Write out the records below verbatim, from the line with "Kindly give the mask of every instance of the sky." to the line with "M25 101L25 137L45 141L45 101L29 100Z", both of those lines included.
--- START Dataset entries ---
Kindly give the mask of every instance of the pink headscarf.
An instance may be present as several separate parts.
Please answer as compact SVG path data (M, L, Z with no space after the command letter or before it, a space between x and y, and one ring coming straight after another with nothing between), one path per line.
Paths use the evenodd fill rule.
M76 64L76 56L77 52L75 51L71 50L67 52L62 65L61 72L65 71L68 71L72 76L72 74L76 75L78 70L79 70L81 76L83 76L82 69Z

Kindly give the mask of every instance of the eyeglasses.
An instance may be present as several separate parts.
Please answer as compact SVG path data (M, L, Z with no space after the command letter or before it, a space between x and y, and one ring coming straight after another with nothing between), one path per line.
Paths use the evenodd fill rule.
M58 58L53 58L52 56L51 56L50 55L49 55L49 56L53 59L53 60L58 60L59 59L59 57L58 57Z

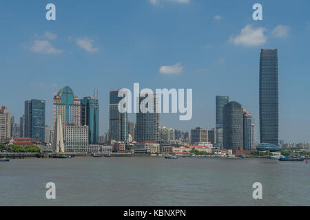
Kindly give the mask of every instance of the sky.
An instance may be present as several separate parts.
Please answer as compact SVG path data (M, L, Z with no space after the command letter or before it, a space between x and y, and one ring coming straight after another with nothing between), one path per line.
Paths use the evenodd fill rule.
M56 21L45 6L56 6ZM254 3L262 21L254 21ZM15 118L24 101L46 101L67 85L99 94L99 134L109 126L109 91L193 89L193 118L161 114L183 131L215 126L216 95L252 113L259 140L260 50L278 49L280 138L310 142L310 1L3 0L0 2L0 105ZM135 116L130 118L135 120Z

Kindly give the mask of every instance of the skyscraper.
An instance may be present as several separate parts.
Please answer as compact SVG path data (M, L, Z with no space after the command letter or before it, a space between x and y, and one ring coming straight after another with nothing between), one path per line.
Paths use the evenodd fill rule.
M247 109L243 112L243 150L255 149L255 125L251 113Z
M278 50L260 50L260 142L279 144L279 89Z
M88 126L90 144L98 144L99 138L99 104L98 96L81 100L81 123Z
M236 102L226 104L223 110L223 123L224 148L243 148L242 106Z
M192 129L191 131L192 144L201 142L208 143L208 130L204 129L201 127L198 127L195 129Z
M19 118L19 126L20 126L20 132L19 135L21 138L25 137L25 115L23 115L21 118Z
M128 138L128 113L118 111L118 103L123 97L118 97L118 91L110 92L110 140L126 142ZM127 92L123 91L127 97Z
M54 96L54 127L58 116L61 116L63 129L67 124L81 125L81 101L68 86Z
M6 106L0 106L0 140L11 138L11 114Z
M223 148L223 109L229 102L228 96L216 96L216 145Z
M140 94L136 113L136 141L159 141L159 113L156 94Z
M25 101L25 137L45 141L45 101L29 100Z

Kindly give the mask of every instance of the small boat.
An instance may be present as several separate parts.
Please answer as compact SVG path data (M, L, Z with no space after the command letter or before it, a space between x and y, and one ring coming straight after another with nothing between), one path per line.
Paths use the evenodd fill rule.
M66 156L66 155L61 155L59 157L60 159L70 159L71 158L71 156Z
M102 155L94 153L94 157L102 157Z
M288 156L286 157L281 157L279 158L280 161L296 161L296 162L303 162L304 161L304 158L302 157L289 157Z
M165 159L178 159L178 157L174 155L174 156L165 156Z
M0 160L1 162L10 162L10 159L7 159L6 157L4 157L3 159Z

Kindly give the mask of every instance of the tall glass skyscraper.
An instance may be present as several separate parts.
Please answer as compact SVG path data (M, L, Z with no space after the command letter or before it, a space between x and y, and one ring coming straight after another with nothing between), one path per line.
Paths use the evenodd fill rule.
M143 102L149 98L150 102ZM149 106L151 104L151 106ZM136 113L136 141L159 141L159 113L158 113L158 99L156 94L141 94L139 96L139 112ZM142 108L141 108L142 105ZM147 109L152 112L147 112Z
M228 96L216 96L216 145L223 148L223 109L229 102Z
M261 50L260 64L260 143L279 144L278 50Z
M128 139L128 113L120 113L118 103L123 97L118 97L118 91L110 92L110 140L126 142ZM127 94L124 91L125 97Z
M45 101L34 99L25 101L25 137L44 142L45 129Z
M236 102L226 104L223 110L223 140L225 149L243 148L243 107Z
M98 96L85 97L81 100L81 123L88 126L90 144L99 143L99 111Z

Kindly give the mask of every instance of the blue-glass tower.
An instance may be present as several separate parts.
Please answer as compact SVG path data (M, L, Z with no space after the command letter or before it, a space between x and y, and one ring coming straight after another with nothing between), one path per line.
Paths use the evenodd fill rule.
M260 142L279 144L278 50L261 50L260 64Z
M98 144L99 142L99 111L98 97L85 97L81 100L81 123L88 126L90 144Z
M45 141L45 101L25 101L25 136Z

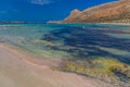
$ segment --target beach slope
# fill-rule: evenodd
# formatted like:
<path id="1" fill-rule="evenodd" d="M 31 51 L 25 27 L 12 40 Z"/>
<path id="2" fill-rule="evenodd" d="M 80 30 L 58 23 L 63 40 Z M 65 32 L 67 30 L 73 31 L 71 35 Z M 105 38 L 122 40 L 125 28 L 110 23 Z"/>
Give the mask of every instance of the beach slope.
<path id="1" fill-rule="evenodd" d="M 40 66 L 23 60 L 25 58 L 0 44 L 0 87 L 113 87 L 93 78 L 52 71 L 46 64 Z"/>

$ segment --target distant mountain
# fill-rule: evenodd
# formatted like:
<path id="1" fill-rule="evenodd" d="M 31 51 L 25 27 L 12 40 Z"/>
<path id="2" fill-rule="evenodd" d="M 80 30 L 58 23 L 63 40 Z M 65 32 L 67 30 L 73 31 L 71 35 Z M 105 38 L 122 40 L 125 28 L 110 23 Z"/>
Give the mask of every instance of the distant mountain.
<path id="1" fill-rule="evenodd" d="M 64 23 L 130 23 L 130 0 L 108 2 L 84 11 L 76 9 Z"/>

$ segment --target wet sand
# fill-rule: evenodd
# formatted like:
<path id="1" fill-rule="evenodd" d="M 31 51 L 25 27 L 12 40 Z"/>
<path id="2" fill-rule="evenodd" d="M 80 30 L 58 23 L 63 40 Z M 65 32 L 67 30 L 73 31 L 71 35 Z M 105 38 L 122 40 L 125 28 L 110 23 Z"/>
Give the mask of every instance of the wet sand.
<path id="1" fill-rule="evenodd" d="M 0 42 L 0 87 L 113 87 L 98 79 L 50 69 L 57 64 L 32 59 Z"/>

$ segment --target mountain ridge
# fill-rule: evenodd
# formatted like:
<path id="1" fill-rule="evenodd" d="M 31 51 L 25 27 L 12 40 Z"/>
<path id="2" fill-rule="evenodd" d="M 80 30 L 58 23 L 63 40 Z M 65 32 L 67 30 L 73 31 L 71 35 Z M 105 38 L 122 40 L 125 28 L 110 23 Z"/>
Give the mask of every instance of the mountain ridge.
<path id="1" fill-rule="evenodd" d="M 64 23 L 130 23 L 130 1 L 107 2 L 83 11 L 74 10 Z"/>

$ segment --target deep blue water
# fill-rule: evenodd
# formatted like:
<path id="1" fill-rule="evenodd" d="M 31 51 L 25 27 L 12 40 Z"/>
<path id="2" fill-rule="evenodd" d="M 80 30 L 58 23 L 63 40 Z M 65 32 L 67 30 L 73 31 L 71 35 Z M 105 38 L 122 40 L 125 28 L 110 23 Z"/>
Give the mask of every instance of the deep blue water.
<path id="1" fill-rule="evenodd" d="M 130 63 L 130 26 L 4 24 L 0 40 L 48 59 L 113 58 Z"/>

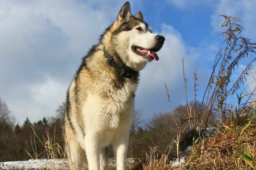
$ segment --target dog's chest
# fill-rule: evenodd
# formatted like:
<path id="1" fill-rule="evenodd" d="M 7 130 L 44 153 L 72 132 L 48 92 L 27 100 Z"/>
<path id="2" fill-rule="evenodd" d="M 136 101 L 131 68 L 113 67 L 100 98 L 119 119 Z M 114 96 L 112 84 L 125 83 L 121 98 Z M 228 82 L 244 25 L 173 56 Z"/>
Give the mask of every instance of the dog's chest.
<path id="1" fill-rule="evenodd" d="M 114 129 L 121 121 L 130 121 L 137 86 L 136 84 L 128 82 L 119 87 L 114 84 L 105 85 L 96 93 L 88 94 L 84 108 L 93 111 L 93 116 L 98 117 L 99 121 L 95 123 L 104 128 Z"/>

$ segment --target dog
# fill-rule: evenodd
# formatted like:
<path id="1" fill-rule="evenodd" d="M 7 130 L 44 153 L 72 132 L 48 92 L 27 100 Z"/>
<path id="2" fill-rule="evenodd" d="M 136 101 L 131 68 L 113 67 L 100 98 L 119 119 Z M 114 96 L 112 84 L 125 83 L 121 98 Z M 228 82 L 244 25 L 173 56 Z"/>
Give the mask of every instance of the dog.
<path id="1" fill-rule="evenodd" d="M 132 15 L 127 2 L 83 58 L 68 90 L 64 119 L 72 169 L 106 169 L 111 143 L 117 169 L 126 169 L 139 71 L 158 60 L 165 40 L 152 33 L 140 11 Z"/>

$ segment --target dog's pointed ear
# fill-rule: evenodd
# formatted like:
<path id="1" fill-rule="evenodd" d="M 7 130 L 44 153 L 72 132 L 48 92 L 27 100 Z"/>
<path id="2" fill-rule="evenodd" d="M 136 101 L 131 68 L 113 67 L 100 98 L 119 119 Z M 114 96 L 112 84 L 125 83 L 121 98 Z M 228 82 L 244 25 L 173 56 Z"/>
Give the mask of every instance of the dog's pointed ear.
<path id="1" fill-rule="evenodd" d="M 124 5 L 119 12 L 117 19 L 119 22 L 123 22 L 127 20 L 131 16 L 132 12 L 131 10 L 130 4 L 128 2 L 126 2 Z"/>
<path id="2" fill-rule="evenodd" d="M 138 12 L 138 13 L 137 14 L 136 16 L 135 17 L 135 18 L 138 19 L 139 19 L 142 21 L 143 20 L 143 17 L 142 16 L 142 14 L 141 14 L 141 12 L 140 11 L 139 11 Z"/>

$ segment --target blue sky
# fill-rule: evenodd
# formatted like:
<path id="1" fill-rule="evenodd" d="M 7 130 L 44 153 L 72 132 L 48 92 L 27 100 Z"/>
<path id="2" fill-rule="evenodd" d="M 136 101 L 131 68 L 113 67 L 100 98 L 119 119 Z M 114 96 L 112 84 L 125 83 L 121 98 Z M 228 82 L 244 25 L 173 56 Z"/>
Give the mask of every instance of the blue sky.
<path id="1" fill-rule="evenodd" d="M 55 114 L 81 59 L 114 22 L 125 2 L 0 0 L 0 95 L 20 123 L 27 117 L 37 121 Z M 214 53 L 222 45 L 218 34 L 222 19 L 218 15 L 242 18 L 246 30 L 243 35 L 256 41 L 254 0 L 130 2 L 133 14 L 141 11 L 153 32 L 166 39 L 158 53 L 159 60 L 141 72 L 135 106 L 145 118 L 169 110 L 165 82 L 173 107 L 184 103 L 183 56 L 188 99 L 193 97 L 196 63 L 198 99 L 201 98 Z"/>

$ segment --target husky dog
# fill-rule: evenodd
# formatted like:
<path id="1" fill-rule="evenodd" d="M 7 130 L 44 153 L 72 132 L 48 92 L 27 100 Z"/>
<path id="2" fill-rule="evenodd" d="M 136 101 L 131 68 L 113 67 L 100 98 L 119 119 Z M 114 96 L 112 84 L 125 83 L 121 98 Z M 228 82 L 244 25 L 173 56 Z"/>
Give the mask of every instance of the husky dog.
<path id="1" fill-rule="evenodd" d="M 83 59 L 67 93 L 65 136 L 72 169 L 103 170 L 112 144 L 117 169 L 126 168 L 129 131 L 138 72 L 159 58 L 164 44 L 140 11 L 126 2 L 114 23 Z"/>

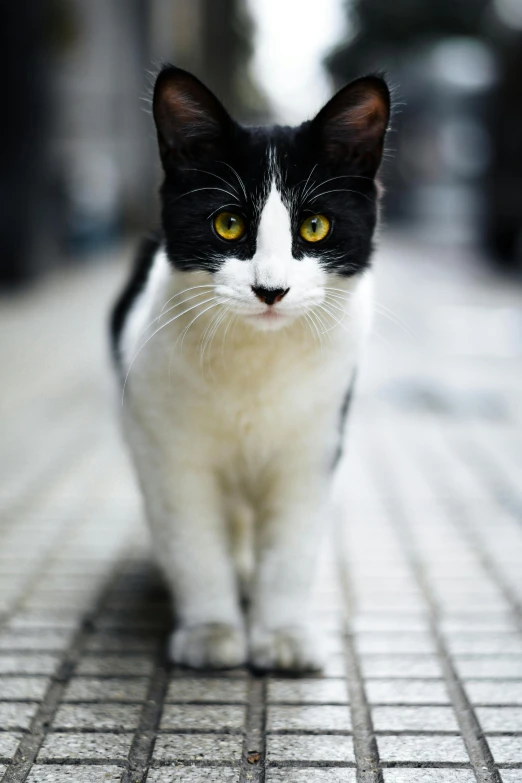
--- END Dataset entries ---
• _Response to this task_:
Kindly give the mask of every instance of the sky.
An instance may be present as several separate parts.
Please answer as compact SVG path data (M, L, Z with no space after the command letter or before it, a space between x and y, and one ring coming straight after another with nothing between), one path per line.
Paths use the evenodd fill rule.
M56 21L45 6L56 6ZM254 3L262 21L254 21ZM15 118L24 101L46 101L67 85L99 94L99 134L109 126L109 91L193 89L193 118L161 114L183 131L215 126L216 95L252 113L259 140L260 50L278 49L280 138L310 142L310 1L3 0L0 2L0 105ZM135 116L130 118L135 120Z

Kindly give the mask of every instance of the skyscraper.
An instance may be present as several separate parts.
Please answer as compact SVG path data (M, L, Z with no space after the command letter or before it, a space between x and y, and one ring coming straight after another with nothing between), one path per line.
Paths use the evenodd fill rule.
M247 109L243 112L243 150L255 149L255 125L251 113Z
M278 50L260 50L260 142L279 144L279 89Z
M88 126L90 144L98 144L99 138L99 104L98 96L81 100L81 123Z
M236 102L226 104L223 110L223 123L224 148L243 148L242 106Z
M192 129L191 131L192 144L201 142L208 143L208 130L204 129L201 127L198 127L195 129Z
M19 118L19 126L20 126L20 132L19 135L21 138L25 137L25 115L23 115L21 118Z
M128 138L128 113L118 111L118 103L123 97L118 97L118 91L110 92L110 140L126 142ZM127 92L123 91L127 97Z
M54 96L54 127L58 116L61 116L63 129L67 124L81 125L81 101L68 86Z
M6 106L0 106L0 140L11 138L11 114Z
M223 148L223 109L229 102L228 96L216 96L216 145Z
M140 94L136 113L136 141L159 141L159 113L156 94Z
M25 101L25 137L45 141L45 101L29 100Z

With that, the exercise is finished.